Something To Think About and Journal Notes

 

SOMETHING TO THINK ABOUT

     He is richest who is content with the least, for content is the wealth of nature.  Socrates

     I have always loved the desert.  One sits down on a desert sand dune, sees nothing, hears nothing.  Yet through the silence something throbs and gleams.    Antoine de Saint - Exupery

                                                                                                             

JOURNAL NOTES

      We planted a Blue Spruce in our backyard, Roger and I.  A tree brings a special feeling of life wherever it grows.  The first time today I saw birds landing on its branches and going to the interior of the tree; I am sure they were planning a family there.  Life exists and life goes on.  

     Climbing the side of a mesa a couple days ago, we found the bones of life long past.  What a gift to be able to touch them and feel the shapes imagining where the ligaments attached the muscles.  These bones I believe to be Jurassic and early Cretaceous.   We were on our way to the top of the mesa where we had seen worm trails in the now fossilized mud; pre-Cambrian.  Then we headed down the opposite mesa wall where we had encountered  mud balls of entrapped sea shells, mostly clams, I think, Cambrian.  We have also discovered other trace fossils known as coprolite, aka poop.  One very small, no bigger than the size of a quarter, some midsize that I believe to be turtle, and then very large which probably belonged to a therapod.  Absolutely not a Saurapod.

§ Task prompt
Extend the journal notes about the Blue Spruce and the mesa fossils, picking up after their final sentence.

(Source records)
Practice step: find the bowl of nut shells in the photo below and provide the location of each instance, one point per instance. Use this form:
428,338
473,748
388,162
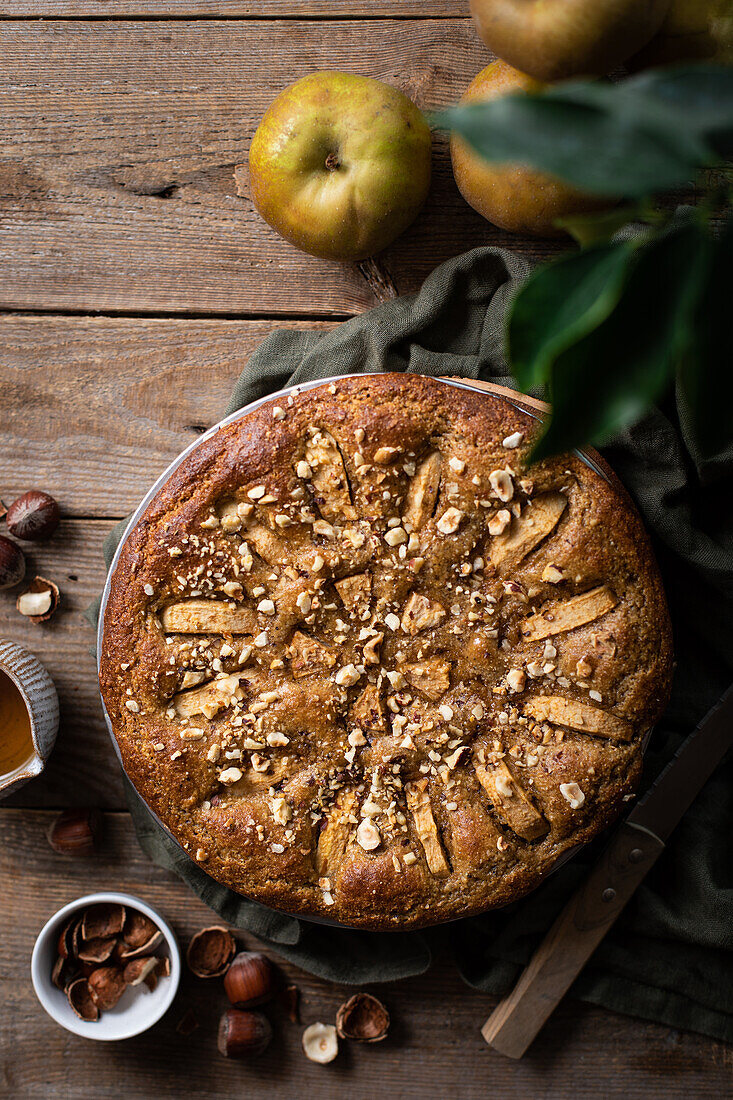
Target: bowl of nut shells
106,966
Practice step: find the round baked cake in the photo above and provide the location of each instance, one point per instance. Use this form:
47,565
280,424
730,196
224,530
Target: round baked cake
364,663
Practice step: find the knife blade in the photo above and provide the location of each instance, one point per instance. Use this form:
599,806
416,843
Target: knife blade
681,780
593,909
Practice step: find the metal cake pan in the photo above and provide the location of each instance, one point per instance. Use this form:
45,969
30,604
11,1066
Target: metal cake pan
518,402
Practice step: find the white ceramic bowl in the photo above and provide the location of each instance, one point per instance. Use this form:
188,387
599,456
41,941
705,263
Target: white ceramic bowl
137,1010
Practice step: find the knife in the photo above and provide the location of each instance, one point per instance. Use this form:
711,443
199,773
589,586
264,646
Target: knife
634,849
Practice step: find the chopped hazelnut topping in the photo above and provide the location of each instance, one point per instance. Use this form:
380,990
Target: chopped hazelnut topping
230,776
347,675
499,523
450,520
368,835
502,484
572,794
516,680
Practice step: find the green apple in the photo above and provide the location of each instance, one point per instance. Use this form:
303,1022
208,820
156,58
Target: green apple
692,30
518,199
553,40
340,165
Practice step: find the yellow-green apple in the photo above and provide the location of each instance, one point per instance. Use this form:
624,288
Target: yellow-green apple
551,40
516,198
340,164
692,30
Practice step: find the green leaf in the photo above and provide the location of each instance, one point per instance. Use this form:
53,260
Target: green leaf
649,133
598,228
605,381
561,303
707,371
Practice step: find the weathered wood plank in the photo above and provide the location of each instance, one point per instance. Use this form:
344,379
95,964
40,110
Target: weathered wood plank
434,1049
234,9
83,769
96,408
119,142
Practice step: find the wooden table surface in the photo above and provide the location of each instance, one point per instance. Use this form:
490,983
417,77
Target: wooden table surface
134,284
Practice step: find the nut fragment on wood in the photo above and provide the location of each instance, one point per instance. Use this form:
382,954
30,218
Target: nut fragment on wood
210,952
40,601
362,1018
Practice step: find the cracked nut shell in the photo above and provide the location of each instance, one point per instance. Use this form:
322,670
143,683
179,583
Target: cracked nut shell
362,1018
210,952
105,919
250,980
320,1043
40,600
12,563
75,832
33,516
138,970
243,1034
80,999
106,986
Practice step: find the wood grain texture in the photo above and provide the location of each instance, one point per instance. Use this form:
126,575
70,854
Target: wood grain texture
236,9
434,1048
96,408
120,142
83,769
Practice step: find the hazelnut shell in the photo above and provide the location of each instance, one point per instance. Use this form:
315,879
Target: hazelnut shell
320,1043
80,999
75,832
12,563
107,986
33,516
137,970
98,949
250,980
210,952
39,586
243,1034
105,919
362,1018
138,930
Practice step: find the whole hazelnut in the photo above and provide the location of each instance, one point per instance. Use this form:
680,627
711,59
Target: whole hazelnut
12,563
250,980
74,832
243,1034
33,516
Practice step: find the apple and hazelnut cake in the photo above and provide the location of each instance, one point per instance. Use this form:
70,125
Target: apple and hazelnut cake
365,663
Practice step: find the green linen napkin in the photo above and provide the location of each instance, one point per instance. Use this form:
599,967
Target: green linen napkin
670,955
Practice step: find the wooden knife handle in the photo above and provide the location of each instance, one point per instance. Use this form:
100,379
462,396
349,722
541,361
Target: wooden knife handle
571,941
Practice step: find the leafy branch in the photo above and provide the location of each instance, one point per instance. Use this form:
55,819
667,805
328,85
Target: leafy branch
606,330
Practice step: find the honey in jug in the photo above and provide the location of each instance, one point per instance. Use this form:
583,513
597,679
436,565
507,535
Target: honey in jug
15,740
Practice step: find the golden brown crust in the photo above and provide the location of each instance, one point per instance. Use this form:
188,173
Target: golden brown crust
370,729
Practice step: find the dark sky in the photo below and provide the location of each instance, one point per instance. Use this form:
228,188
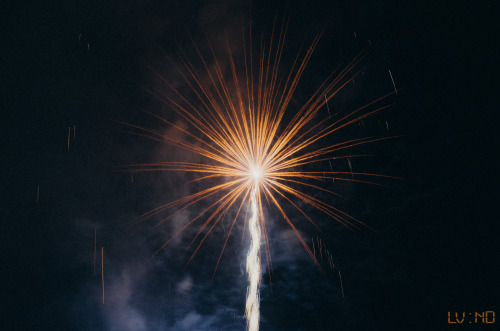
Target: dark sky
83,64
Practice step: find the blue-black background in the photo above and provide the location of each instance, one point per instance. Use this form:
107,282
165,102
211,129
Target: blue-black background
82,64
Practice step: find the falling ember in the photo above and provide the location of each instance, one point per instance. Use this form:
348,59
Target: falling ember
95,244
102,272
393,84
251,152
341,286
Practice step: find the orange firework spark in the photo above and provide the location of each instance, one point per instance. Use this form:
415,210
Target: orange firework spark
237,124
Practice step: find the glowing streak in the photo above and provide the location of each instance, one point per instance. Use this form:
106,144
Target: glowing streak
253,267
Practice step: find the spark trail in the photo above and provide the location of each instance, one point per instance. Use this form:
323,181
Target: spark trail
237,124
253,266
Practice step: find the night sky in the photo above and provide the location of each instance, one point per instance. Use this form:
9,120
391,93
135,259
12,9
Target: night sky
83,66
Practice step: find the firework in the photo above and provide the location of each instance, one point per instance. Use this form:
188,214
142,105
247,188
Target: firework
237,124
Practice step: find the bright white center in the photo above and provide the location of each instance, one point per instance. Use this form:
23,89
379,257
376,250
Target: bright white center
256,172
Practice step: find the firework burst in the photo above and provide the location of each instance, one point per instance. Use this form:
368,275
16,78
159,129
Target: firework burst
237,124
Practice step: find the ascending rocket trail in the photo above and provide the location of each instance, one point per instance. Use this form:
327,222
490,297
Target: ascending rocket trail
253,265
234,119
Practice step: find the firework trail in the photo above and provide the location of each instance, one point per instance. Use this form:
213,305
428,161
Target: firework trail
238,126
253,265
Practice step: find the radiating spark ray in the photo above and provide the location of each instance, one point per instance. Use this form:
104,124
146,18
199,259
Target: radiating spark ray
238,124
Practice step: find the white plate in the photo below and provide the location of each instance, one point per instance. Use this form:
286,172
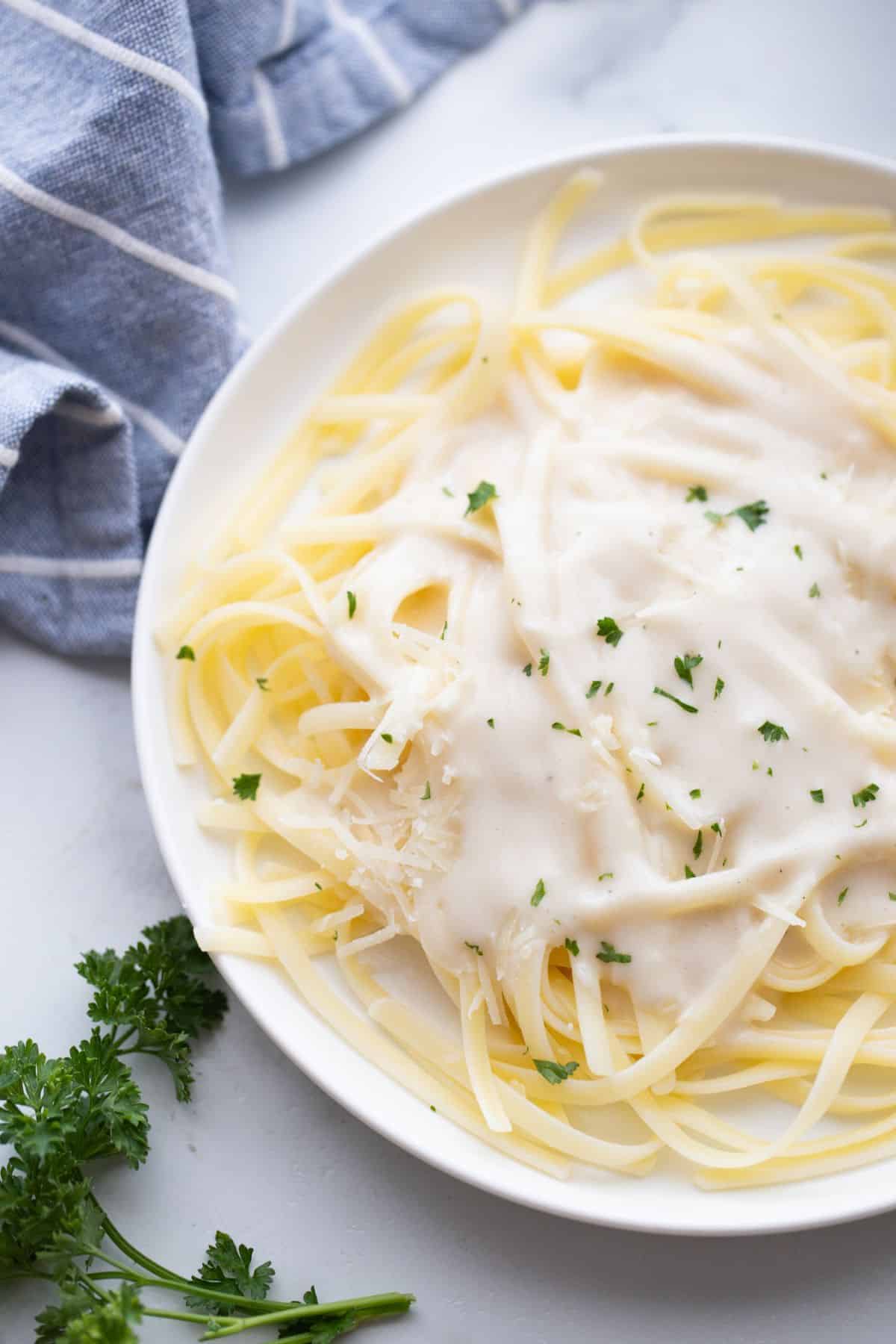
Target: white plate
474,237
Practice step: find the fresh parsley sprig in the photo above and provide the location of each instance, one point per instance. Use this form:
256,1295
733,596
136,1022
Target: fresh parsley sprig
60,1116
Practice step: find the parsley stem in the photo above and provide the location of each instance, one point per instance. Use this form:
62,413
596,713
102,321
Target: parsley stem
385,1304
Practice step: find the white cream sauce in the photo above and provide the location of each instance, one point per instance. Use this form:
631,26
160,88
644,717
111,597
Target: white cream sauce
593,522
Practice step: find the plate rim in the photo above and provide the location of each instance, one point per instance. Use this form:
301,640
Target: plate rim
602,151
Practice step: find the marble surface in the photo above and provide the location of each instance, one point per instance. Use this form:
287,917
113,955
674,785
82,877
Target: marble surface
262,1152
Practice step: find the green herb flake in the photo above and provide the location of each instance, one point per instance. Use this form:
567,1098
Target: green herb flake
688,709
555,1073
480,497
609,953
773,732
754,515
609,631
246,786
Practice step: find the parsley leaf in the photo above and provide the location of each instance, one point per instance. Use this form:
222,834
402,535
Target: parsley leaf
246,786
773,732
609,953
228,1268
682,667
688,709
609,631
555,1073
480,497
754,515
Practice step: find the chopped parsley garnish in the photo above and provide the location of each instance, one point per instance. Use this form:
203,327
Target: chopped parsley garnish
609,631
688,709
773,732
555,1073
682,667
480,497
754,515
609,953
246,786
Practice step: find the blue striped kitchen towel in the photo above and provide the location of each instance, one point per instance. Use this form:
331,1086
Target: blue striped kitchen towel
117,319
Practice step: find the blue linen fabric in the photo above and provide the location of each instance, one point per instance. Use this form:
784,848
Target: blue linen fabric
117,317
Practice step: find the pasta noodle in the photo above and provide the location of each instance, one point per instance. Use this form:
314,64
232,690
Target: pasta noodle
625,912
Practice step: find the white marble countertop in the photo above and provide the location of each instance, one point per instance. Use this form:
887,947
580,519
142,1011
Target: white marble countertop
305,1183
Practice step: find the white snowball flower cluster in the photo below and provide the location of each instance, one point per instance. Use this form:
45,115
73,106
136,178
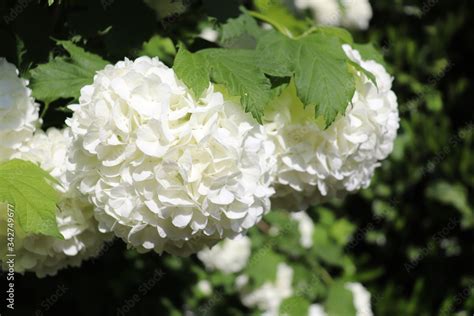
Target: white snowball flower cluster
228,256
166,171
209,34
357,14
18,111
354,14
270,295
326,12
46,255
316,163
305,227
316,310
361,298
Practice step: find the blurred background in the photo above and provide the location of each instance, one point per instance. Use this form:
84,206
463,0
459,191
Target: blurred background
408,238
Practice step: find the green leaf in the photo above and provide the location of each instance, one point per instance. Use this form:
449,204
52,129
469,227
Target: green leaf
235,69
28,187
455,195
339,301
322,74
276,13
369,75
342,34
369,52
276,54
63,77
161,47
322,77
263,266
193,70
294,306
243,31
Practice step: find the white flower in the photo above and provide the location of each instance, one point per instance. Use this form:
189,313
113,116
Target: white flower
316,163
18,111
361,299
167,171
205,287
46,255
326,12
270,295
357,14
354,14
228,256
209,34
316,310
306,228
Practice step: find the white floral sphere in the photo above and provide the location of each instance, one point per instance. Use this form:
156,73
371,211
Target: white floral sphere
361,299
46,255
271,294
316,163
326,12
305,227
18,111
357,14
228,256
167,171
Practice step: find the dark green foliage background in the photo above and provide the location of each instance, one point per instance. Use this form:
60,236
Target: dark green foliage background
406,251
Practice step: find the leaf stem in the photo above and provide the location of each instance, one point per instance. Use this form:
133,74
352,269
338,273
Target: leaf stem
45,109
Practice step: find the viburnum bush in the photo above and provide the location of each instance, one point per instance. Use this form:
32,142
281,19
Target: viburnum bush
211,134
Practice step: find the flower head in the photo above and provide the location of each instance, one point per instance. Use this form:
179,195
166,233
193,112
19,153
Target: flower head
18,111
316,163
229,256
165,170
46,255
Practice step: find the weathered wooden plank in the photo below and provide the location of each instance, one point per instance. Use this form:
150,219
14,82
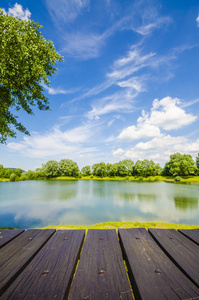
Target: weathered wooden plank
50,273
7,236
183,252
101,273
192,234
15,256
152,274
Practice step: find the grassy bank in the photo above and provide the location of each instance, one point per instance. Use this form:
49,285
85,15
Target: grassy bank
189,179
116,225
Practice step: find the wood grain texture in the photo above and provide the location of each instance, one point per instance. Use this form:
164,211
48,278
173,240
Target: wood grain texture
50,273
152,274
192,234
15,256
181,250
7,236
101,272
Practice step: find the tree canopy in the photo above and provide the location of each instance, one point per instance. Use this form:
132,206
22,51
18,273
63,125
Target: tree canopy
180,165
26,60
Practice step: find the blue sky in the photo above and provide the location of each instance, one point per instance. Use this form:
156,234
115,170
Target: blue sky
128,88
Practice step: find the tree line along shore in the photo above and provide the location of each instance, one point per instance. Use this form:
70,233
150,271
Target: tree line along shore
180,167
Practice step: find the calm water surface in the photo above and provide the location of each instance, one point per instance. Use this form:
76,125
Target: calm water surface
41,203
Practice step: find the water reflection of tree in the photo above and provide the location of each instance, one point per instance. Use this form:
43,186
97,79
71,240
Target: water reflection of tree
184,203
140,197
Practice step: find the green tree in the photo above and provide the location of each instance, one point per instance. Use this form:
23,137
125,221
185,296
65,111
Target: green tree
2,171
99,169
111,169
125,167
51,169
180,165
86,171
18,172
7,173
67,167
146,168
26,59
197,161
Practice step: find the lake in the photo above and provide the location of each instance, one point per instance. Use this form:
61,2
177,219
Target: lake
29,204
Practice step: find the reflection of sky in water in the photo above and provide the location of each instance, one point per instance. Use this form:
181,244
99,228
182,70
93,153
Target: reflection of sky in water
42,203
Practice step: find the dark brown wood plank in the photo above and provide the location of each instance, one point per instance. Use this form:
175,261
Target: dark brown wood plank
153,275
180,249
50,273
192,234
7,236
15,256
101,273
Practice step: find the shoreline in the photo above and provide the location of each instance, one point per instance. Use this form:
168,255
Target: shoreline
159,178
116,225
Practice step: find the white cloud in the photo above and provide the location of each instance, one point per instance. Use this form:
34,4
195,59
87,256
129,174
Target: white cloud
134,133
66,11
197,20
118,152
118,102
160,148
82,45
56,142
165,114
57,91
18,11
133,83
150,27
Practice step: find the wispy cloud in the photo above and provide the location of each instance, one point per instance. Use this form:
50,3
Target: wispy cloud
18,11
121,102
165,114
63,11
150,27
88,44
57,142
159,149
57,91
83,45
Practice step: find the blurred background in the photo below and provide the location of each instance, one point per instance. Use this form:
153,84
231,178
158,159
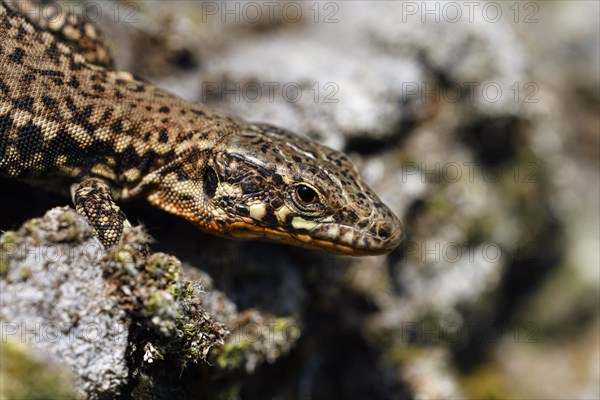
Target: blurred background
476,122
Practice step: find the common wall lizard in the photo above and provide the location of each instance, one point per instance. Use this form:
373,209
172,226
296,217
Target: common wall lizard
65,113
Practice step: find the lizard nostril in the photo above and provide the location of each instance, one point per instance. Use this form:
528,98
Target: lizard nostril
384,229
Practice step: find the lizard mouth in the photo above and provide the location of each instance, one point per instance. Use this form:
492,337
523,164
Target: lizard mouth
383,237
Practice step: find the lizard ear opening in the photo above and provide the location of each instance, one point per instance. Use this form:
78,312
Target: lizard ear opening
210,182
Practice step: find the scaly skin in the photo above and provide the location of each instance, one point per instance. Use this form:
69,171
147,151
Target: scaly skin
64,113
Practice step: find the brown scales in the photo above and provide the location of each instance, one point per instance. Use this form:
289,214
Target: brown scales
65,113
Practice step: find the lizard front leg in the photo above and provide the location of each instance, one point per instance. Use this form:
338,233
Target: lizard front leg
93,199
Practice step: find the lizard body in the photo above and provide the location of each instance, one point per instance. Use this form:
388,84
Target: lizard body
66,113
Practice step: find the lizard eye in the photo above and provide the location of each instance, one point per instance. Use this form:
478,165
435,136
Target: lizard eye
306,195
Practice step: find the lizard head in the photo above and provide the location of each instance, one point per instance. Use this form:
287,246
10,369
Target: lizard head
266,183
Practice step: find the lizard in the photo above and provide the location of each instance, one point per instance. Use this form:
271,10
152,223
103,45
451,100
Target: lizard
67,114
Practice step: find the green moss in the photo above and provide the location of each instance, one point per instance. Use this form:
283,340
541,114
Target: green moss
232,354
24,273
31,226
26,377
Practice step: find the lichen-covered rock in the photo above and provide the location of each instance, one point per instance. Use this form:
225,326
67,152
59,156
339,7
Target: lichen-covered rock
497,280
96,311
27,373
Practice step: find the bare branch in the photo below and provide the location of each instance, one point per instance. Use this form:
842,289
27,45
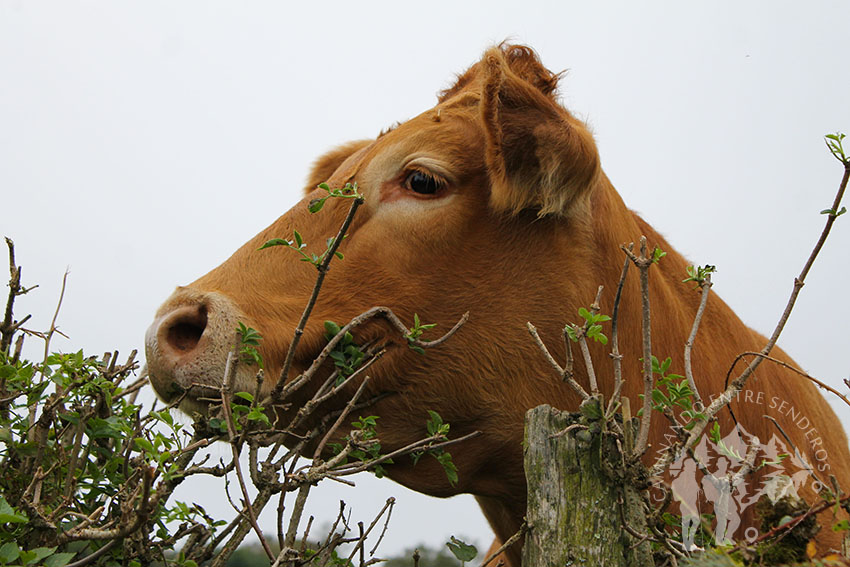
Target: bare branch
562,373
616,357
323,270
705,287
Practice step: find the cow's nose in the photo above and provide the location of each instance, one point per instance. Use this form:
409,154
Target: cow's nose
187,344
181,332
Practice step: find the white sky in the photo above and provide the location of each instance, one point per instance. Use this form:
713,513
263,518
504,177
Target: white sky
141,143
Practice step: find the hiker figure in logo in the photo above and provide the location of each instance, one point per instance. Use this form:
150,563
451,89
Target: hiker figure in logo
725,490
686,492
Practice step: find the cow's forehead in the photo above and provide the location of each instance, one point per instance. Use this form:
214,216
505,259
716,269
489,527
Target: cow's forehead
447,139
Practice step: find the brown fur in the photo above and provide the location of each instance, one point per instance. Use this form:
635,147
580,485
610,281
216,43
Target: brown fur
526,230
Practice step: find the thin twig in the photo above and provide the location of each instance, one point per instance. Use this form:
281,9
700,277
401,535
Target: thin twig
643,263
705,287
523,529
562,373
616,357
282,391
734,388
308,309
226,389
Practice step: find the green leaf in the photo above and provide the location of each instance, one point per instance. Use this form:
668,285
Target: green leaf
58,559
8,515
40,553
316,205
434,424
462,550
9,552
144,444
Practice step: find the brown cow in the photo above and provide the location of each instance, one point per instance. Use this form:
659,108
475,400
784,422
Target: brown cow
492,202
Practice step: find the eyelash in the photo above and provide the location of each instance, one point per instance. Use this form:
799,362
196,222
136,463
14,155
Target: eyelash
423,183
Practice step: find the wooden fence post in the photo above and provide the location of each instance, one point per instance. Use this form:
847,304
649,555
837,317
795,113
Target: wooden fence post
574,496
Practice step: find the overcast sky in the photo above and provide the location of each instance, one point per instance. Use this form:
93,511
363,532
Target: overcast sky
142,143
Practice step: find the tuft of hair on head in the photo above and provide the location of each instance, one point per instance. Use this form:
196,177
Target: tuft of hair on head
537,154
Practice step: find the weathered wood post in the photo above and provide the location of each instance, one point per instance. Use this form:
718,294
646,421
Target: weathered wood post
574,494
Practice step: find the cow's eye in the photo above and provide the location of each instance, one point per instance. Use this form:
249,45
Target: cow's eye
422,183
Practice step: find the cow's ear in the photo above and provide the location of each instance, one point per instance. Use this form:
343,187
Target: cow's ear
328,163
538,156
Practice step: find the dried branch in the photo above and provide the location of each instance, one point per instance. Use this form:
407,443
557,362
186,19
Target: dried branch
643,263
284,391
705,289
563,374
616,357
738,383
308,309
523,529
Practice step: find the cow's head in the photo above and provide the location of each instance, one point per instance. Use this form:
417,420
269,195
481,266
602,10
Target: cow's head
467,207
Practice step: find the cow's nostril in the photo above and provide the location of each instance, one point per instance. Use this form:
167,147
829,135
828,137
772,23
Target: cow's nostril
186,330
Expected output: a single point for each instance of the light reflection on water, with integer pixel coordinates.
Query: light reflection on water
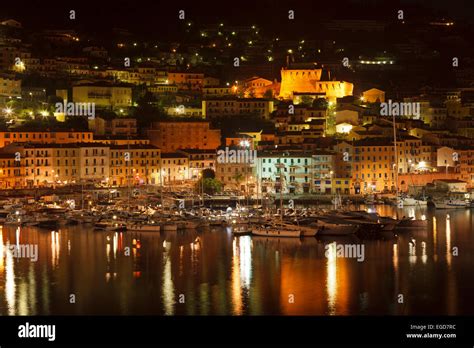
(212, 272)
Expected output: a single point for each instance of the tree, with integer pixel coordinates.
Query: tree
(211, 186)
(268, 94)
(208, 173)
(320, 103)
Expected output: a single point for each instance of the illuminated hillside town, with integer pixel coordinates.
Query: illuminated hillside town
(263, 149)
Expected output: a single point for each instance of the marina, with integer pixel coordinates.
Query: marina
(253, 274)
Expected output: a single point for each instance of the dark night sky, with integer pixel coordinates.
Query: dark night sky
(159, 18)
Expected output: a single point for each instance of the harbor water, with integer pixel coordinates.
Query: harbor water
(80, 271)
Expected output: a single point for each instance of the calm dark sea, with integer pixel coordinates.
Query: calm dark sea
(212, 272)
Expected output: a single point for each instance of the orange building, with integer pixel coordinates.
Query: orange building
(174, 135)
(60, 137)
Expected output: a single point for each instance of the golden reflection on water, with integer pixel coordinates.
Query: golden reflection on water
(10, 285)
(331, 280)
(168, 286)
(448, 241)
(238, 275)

§ Result below
     The location we enjoy is rife with fossils from the beginning of life.  Now, we see new life, golden eagles, badgers, prairie dogs, coyotes, pronghorn, various lizards and ground squirrels all surviving in an environment I couldn’t last three days without packing in my own supplies.  What a vast and wonderful land wherein we have our home.  It’s a very unforgiving land and must be respected and preserved.

     There is beauty beyond the ability of other’s eyes to recognize, but mine have been gifted with the ability to see, not just look as a tourist, but intimately as a part of it, unable to imagine living without it.  To see a canyon and know it teems with life adjusting to the ebb and flow of existence and death.  Be thankful for everyday that we live, be more thankful for everyday that we live with the ability to truly see life and experience its vastness.